Directions for this task> In your answer, reproduce exactly the lines from the beginning of the listing below through the one containing "Where can the low", and only those lines.

-- Provided entries follows --

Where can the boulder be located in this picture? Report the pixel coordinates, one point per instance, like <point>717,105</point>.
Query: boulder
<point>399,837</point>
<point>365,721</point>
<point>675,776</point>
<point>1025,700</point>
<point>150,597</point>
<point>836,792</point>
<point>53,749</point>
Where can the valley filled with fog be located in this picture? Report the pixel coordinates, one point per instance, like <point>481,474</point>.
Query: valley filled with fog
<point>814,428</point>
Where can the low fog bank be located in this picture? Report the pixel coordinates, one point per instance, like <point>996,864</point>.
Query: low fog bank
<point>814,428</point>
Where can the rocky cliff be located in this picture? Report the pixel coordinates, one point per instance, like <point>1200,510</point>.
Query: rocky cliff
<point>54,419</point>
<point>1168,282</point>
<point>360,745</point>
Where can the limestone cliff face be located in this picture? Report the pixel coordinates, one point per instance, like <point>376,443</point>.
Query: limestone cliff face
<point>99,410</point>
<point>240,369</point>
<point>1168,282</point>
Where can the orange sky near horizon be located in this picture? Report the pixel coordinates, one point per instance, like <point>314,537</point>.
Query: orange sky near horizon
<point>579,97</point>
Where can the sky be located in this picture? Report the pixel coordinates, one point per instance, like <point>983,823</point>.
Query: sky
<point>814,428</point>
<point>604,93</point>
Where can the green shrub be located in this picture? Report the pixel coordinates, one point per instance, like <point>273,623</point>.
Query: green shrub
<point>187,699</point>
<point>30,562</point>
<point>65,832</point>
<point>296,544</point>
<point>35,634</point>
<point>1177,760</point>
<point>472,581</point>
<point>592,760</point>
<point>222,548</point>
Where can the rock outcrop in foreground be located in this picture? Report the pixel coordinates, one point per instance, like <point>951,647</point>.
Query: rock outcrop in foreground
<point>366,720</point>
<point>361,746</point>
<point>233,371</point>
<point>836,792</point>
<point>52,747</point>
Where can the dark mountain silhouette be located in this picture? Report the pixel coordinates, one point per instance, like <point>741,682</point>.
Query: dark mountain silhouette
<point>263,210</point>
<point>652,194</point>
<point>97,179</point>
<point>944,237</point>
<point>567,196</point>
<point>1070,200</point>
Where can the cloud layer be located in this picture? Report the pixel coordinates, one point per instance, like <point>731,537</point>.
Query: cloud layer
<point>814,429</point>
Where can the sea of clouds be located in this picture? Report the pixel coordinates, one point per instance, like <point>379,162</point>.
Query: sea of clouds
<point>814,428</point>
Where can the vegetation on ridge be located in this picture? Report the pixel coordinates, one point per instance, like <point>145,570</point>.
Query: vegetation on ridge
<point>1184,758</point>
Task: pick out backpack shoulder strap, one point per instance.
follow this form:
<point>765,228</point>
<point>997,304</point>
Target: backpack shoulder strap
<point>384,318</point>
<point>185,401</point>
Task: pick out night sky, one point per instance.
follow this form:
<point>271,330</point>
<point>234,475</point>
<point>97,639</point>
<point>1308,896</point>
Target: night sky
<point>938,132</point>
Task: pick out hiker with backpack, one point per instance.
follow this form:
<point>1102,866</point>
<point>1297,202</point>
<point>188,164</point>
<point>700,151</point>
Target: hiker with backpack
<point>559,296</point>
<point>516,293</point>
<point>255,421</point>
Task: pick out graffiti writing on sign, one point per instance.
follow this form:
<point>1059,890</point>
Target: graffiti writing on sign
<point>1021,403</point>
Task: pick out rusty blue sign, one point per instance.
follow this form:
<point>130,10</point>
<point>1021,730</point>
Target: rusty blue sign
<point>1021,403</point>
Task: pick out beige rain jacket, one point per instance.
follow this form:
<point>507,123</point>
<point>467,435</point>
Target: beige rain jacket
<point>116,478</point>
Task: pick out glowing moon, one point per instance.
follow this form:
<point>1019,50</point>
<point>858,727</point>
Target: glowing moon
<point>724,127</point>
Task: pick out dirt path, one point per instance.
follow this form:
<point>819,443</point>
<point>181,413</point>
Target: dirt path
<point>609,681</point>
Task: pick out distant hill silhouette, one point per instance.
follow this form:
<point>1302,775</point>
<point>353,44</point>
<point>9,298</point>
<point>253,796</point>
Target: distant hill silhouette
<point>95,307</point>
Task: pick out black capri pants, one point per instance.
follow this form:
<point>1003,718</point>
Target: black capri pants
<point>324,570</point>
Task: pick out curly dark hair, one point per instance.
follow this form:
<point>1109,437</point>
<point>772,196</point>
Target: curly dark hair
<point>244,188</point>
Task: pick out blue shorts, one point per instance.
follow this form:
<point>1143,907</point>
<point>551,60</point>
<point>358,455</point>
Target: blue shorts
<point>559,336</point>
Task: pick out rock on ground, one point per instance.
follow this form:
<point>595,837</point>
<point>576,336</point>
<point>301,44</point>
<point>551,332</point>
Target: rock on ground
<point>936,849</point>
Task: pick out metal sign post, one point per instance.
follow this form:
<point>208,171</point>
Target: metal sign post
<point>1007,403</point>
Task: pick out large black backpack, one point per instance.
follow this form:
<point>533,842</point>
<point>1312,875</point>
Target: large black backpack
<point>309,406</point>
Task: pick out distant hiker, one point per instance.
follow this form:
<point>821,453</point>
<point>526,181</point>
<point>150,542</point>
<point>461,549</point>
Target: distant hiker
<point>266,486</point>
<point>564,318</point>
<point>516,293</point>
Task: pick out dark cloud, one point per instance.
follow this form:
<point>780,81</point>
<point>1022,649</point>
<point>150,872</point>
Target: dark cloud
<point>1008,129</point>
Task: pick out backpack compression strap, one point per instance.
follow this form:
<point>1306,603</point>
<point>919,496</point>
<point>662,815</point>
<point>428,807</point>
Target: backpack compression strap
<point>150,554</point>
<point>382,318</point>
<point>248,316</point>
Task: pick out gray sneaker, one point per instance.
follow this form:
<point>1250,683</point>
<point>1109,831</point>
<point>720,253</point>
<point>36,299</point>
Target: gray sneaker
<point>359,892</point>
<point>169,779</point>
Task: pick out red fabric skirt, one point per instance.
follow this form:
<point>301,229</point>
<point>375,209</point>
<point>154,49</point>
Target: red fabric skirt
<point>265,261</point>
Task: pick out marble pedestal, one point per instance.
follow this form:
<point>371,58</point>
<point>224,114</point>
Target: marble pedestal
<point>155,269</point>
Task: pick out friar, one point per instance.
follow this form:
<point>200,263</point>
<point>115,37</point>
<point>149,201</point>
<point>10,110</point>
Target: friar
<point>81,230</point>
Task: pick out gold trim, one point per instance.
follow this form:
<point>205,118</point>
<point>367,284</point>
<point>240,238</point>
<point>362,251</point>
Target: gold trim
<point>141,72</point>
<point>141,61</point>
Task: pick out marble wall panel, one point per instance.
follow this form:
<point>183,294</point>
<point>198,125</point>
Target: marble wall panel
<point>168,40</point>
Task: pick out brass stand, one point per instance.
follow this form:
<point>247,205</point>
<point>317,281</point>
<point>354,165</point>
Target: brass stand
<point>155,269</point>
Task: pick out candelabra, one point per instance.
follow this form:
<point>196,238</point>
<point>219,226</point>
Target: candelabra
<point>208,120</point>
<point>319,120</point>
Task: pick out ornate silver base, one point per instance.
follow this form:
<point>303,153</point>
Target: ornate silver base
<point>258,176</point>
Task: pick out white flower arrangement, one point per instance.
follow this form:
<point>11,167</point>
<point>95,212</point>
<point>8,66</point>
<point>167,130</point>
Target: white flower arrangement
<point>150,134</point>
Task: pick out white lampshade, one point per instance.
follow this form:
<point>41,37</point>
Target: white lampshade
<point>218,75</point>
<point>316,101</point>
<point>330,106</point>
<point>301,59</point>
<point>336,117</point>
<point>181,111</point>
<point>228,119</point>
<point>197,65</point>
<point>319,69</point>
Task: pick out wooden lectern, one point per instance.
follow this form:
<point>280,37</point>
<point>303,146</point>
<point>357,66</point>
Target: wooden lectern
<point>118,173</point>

-- Provided entries concluded --

Problem solution>
Where can the boulder be located in this picture? Report the pixel coordinates, one point per instance, like <point>717,105</point>.
Query: boulder
<point>399,837</point>
<point>365,721</point>
<point>675,776</point>
<point>1025,700</point>
<point>150,597</point>
<point>836,792</point>
<point>53,749</point>
Where can the valley filled with fog be located in this picture? Report the pixel coordinates, one point per instance, like <point>481,474</point>.
Query: valley filled with fog
<point>814,428</point>
Where can the low fog bank be located in this picture? Report the pixel coordinates, one point per instance, like <point>996,864</point>.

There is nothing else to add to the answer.